Free - Open to Public

Sign up and share on Facebook at
http://www.facebook.com/events/236695063101384

Ray McGovern will speak on the topic: 

The United States, Israel, and Iran

Ray McGovern worked as a CIA analyst from the administration of John F. Kennedy to that of George H. W. Bush. Ray’s duties included chairing National Intelligence Estimates and preparing the President’s Daily Brief, which he briefed one-on-one to President Ronald Reagan’s most senior national security advisers from 1981 to 1985.

In January 2003, McGovern helped create Veteran Intelligence Professionals for Sanity (VIPS) to expose the way intelligence was being falsified to “justify” war on Iraq. On the afternoon of the day (Feb. 5, 2003) Secretary of State Colin Powell misled the UN Security Council on Iraq, VIPS sent an urgent memorandum to President George W. Bush, in which VIPS gave Powell a C minus for content. 

On March 2, 2006, McGovern returned the Intelligence Commendation Medallion given him at retirement for “especially meritorious service,” explaining, “I do not want to be associated, however remotely, with an agency engaged in torture.”

* [Exercise brief]:
Retype the announcement of Ray McGovern's talk above word for word, from start to finish.

(Point annotation records)
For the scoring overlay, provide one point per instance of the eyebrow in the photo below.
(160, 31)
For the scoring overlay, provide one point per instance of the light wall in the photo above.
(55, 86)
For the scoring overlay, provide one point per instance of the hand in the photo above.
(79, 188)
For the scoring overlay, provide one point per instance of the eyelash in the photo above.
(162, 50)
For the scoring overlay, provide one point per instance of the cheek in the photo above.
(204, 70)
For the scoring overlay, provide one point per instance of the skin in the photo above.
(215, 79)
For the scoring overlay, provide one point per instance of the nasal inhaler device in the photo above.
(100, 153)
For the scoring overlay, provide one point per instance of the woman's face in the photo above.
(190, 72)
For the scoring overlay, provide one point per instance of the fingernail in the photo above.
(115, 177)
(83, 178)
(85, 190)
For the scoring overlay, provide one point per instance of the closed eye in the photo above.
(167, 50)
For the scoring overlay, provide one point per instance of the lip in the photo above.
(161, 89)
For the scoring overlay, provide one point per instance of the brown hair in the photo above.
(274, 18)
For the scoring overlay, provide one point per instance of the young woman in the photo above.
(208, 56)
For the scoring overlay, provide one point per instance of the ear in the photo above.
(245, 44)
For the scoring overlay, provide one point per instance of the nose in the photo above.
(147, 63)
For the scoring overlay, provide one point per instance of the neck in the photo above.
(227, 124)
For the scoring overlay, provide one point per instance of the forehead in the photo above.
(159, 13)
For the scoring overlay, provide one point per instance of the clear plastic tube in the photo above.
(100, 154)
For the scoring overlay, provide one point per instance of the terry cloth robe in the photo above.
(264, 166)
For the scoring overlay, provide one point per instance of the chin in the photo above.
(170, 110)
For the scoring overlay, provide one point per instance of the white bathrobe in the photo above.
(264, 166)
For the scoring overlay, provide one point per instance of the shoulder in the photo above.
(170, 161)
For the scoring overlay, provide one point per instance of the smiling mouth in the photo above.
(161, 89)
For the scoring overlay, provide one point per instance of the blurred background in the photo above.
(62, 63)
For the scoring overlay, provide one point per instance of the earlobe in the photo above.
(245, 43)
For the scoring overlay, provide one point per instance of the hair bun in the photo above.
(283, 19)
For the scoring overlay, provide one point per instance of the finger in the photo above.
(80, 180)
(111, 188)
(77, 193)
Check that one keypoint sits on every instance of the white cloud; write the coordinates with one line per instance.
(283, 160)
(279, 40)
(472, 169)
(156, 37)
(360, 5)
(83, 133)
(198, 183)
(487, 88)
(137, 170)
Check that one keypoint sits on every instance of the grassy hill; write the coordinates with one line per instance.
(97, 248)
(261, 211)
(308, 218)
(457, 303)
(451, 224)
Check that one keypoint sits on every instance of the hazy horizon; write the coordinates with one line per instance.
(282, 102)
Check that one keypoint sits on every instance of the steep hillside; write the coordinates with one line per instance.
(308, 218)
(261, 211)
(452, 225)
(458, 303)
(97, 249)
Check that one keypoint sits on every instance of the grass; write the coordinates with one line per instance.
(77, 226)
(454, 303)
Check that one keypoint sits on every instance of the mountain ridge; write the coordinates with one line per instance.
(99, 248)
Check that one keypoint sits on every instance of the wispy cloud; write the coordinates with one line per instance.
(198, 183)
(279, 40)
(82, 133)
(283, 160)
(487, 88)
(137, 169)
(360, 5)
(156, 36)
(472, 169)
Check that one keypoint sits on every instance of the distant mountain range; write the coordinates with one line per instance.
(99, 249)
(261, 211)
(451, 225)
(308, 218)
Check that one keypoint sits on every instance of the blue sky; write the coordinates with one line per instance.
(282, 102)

* [The result]:
Free - Open to Public

Sign up and share on Facebook at
http://www.facebook.com/events/236695063101384

Ray McGovern will speak on the topic: 

The United States, Israel, and Iran

Ray McGovern worked as a CIA analyst from the administration of John F. Kennedy to that of George H. W. Bush. Ray’s duties included chairing National Intelligence Estimates and preparing the President’s Daily Brief, which he briefed one-on-one to President Ronald Reagan’s most senior national security advisers from 1981 to 1985.

In January 2003, McGovern helped create Veteran Intelligence Professionals for Sanity (VIPS) to expose the way intelligence was being falsified to “justify” war on Iraq. On the afternoon of the day (Feb. 5, 2003) Secretary of State Colin Powell misled the UN Security Council on Iraq, VIPS sent an urgent memorandum to President George W. Bush, in which VIPS gave Powell a C minus for content. 

On March 2, 2006, McGovern returned the Intelligence Commendation Medallion given him at retirement for “especially meritorious service,” explaining, “I do not want to be associated, however remotely, with an agency engaged in torture.”